● **THE REQUEST**:
Retype the records below character for character, starting with the first line and going on through the line with "point(385, 203)", that line included.

● **THE INPUT**:
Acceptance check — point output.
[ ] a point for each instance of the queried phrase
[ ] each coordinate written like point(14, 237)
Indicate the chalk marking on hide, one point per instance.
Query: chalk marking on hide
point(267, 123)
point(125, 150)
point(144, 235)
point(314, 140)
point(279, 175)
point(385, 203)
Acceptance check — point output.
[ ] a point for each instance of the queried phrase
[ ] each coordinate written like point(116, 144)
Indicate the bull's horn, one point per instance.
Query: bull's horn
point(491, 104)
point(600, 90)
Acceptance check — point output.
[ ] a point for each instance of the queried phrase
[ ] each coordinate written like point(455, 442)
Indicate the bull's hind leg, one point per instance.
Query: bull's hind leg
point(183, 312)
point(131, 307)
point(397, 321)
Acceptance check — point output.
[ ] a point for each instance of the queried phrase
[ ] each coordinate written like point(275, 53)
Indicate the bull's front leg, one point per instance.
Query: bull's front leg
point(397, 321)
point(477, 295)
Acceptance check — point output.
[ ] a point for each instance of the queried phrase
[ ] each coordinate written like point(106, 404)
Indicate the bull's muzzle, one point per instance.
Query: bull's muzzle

● **CORRECT RESULT**:
Acceptance check — point output.
[ ] a point for each instance of the queried phrase
[ ] each coordinate written like point(14, 237)
Indicate the chalk marking on hide, one point per instance.
Query: chalk marking on hide
point(267, 123)
point(125, 150)
point(144, 235)
point(314, 140)
point(279, 175)
point(385, 203)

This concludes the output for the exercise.